▶ Task to carry out: Reproduce all of the material below, swapping "Mark each instance" for "Locate each instance" wherever it occurs and leaving everything else unchanged. Omit the pictures from your copy.

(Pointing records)
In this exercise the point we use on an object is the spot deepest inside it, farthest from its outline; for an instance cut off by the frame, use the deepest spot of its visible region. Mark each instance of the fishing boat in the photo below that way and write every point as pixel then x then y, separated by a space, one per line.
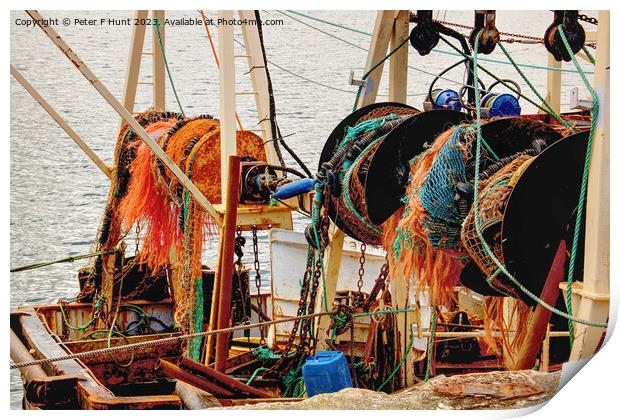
pixel 423 255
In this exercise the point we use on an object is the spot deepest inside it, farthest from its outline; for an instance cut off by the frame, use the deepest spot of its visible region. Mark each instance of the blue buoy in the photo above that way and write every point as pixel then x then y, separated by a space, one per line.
pixel 446 99
pixel 326 372
pixel 294 188
pixel 502 105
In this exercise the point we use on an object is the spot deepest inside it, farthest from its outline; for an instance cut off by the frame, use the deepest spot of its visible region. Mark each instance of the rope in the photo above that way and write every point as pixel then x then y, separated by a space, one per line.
pixel 430 348
pixel 380 62
pixel 160 341
pixel 589 55
pixel 490 60
pixel 584 184
pixel 82 328
pixel 506 85
pixel 154 343
pixel 400 363
pixel 550 109
pixel 62 260
pixel 163 53
pixel 255 374
pixel 217 60
pixel 486 246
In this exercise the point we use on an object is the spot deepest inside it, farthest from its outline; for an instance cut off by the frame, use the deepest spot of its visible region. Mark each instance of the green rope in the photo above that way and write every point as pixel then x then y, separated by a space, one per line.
pixel 62 260
pixel 346 196
pixel 163 53
pixel 550 109
pixel 380 62
pixel 490 60
pixel 255 374
pixel 502 82
pixel 486 246
pixel 589 55
pixel 400 363
pixel 194 344
pixel 584 185
pixel 386 311
pixel 431 343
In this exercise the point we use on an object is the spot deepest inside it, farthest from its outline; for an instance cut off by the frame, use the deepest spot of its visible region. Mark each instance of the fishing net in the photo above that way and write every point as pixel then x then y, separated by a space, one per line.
pixel 421 249
pixel 493 196
pixel 111 229
pixel 509 317
pixel 172 226
pixel 346 195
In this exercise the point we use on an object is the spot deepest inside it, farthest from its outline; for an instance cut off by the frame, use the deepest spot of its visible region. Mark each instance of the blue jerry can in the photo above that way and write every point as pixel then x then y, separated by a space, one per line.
pixel 326 372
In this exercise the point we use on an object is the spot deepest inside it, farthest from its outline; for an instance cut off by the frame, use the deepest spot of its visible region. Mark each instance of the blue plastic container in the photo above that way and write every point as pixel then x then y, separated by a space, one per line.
pixel 326 372
pixel 294 188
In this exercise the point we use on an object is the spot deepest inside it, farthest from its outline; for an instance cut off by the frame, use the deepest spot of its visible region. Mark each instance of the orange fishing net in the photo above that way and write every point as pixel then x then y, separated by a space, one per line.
pixel 411 254
pixel 507 316
pixel 168 214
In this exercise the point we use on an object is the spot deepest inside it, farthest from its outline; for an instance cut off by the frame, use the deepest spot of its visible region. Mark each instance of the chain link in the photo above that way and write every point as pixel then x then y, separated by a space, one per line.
pixel 360 281
pixel 239 244
pixel 588 19
pixel 257 278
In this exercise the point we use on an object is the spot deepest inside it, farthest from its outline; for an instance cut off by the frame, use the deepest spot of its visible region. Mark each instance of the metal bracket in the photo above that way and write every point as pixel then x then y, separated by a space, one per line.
pixel 356 82
pixel 581 104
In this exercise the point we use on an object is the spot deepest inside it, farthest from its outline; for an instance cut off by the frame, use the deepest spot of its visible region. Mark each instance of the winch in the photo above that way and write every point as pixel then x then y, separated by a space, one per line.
pixel 443 99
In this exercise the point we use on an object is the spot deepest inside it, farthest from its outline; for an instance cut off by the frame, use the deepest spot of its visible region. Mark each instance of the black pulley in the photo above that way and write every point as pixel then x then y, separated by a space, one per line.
pixel 338 133
pixel 424 37
pixel 506 137
pixel 330 165
pixel 540 211
pixel 573 31
pixel 388 173
pixel 484 23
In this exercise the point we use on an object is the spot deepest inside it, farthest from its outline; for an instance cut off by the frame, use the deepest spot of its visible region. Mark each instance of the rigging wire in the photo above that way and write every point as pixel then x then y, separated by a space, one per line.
pixel 217 60
pixel 491 60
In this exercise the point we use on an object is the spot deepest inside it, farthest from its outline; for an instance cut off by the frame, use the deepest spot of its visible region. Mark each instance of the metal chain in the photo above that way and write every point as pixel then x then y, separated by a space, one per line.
pixel 239 244
pixel 588 19
pixel 257 277
pixel 380 284
pixel 301 309
pixel 360 281
pixel 158 342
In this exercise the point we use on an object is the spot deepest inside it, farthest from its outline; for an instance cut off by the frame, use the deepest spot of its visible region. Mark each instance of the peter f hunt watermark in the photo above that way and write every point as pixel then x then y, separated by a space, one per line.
pixel 182 21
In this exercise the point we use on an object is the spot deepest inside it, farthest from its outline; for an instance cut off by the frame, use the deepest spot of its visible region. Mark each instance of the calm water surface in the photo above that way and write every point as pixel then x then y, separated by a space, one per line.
pixel 57 194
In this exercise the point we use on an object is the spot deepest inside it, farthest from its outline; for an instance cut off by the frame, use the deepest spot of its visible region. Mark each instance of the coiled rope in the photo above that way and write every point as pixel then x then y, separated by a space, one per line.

▶ The solution:
In this exercise the point we use on an object is the spot deepest inside it, farthest from its outline; for an instance cut off by the frame, use the deepest spot of its visible region. Locate each instance of the fishing boat in the photo below that way and write every point as pixel then x then y, separated by a space, one per line.
pixel 423 255
In this exercise the point we use on an object is the spot deepest inside it, farthest from its outline; for an instance cut off by the frame, use the deepest spot of its visible region. Locate each instance of the blue buoy in the photo above that way and write every point as pixel then x then y, separated by a space, one per line.
pixel 446 99
pixel 326 372
pixel 294 188
pixel 502 105
In this exercise the point we use on an object is the spot deepest inside it, farthest from its outline; for an instance cut off by the frame, use the deepest spot of its visible region. Locate each instance of the rope in the photo above that way and write every point as pixel then x then y, separated by a space, one per line.
pixel 430 348
pixel 380 62
pixel 160 341
pixel 589 55
pixel 490 60
pixel 584 184
pixel 82 328
pixel 506 85
pixel 154 343
pixel 400 363
pixel 550 109
pixel 62 260
pixel 163 53
pixel 255 374
pixel 217 60
pixel 486 246
In this exercise the point we use on an object is the spot deepest inside it, farthest from its outline; for an instance cut off by the frame, use the deepest spot of its visible region. Locate each instance of the green rope in the photo above that way and write every point as pixel then x then y, separated by a space, one per line.
pixel 62 260
pixel 346 196
pixel 163 53
pixel 550 109
pixel 380 62
pixel 490 60
pixel 255 374
pixel 502 82
pixel 486 246
pixel 589 55
pixel 400 363
pixel 194 344
pixel 584 185
pixel 386 311
pixel 431 343
In this exercise the point we use on an object is the spot deepest inside it, farthest from its outline; for an instance cut off by the frame, use the deepest spot of its visible region. Locate each instance of the fishing net in the photo above that way and write every point as pixel then x then y, separated by a space, one per line.
pixel 421 249
pixel 493 196
pixel 111 229
pixel 509 317
pixel 172 226
pixel 346 195
In this exercise the point we use on an object is the spot deepest inside it, farthest from its outline; for an instance cut off by the frame, use the deepest spot of its visible region. Locate each instance of the blue jerry can in the photo above that way and write every point as pixel then x then y, separated by a space, one per line.
pixel 326 372
In this exercise the point we use on an object is the spot deepest inside it, farthest from its outline; for an instance cut off by the frame, use the deepest spot of its visible region. Locate each instance of the blue plastic container in the photo above that way and write every point as pixel then x then y, separated by a space, one per line.
pixel 326 372
pixel 294 188
In this exercise the point we use on an object is the spot deepest inside it, farthest from its outline; for an instance cut off by the frame, use the deepest spot of its visible region. Locate each instance of the orange fishing net in the photo above that way and write every point as pixel then x then y, separated by a space, one per line.
pixel 411 254
pixel 507 316
pixel 168 214
In this exercise the point we use on an object is the spot deepest inside it, farthest from its outline; for an instance cut off by the frame, use the deepest spot of its visible region. Locate each instance of the chain link in the photo above that way and write every point as pixel then x then y, separated by a space, one per line.
pixel 360 281
pixel 239 244
pixel 588 19
pixel 257 278
In this exercise the point we use on an object is the spot deepest inside it, farthest from its outline; for an instance cut off by the frame, use the deepest spot of its visible region. Locate each instance of the metal bracket in the photo above that way and write every point as pixel then x then y, separated by a space, one per line.
pixel 356 82
pixel 581 104
In this exercise the point we use on an object is the spot deepest inside it, farthest from its outline; for an instance cut off by the frame, use the deepest spot of its visible region. Locate each instance of the winch in the photo above that way and write every point as pixel then x then y, separated by a space, one per line.
pixel 443 99
In this exercise the point we use on an object is the spot deepest inside it, farthest from its outline; for an instance cut off by the frame, use the deepest spot of its visible region. Locate each instance of the black pulley in the photo above that way and write every point as pixel then x then y, separated by a space, one per line.
pixel 338 133
pixel 424 37
pixel 506 137
pixel 330 165
pixel 540 211
pixel 573 31
pixel 388 173
pixel 484 23
In this exercise the point we use on an object is the spot deepest inside it, farthest from its outline; for an instance cut off by the frame, use the deepest spot of its visible region. Locate each instance of the rigging wire in the photo above that way and write every point as pixel then x then y, separated by a space, one per line.
pixel 217 60
pixel 491 60
In this exercise the point we use on an object is the spot deepest inside it, farthest from its outline; for an instance cut off by the frame, use the deepest spot of its visible region. Locate each instance of the metal chain in the photo above that way and write every point as pixel then x then y, separated by a space, one per line.
pixel 239 244
pixel 588 19
pixel 257 277
pixel 380 284
pixel 301 309
pixel 360 281
pixel 158 342
In this exercise the point we use on an object is the spot deepest inside it, farthest from its outline; for an instance cut off by the frame, use the deepest spot of its visible region. Locate each instance of the peter f hunt watermark in the photo above that way and write every point as pixel then x then y, separated by a space, one per line.
pixel 182 21
In this exercise the point we use on an object is the spot deepest inside it, farthest from its outline; for an instance cut off by the frame, use the deepest spot of its visible region. Locate each instance of the calm water surface in the photo above that way and write every point as pixel then x then y, separated by a space, one per line.
pixel 57 194
In this exercise the point we use on an object is the spot deepest inside it, farthest from its outline; for an instance cut off by the frame, use the deepest spot of its visible region. Locate each instance of the coiled rope in the photo above that way and write every point as pixel then x then y, separated by a space, one per line.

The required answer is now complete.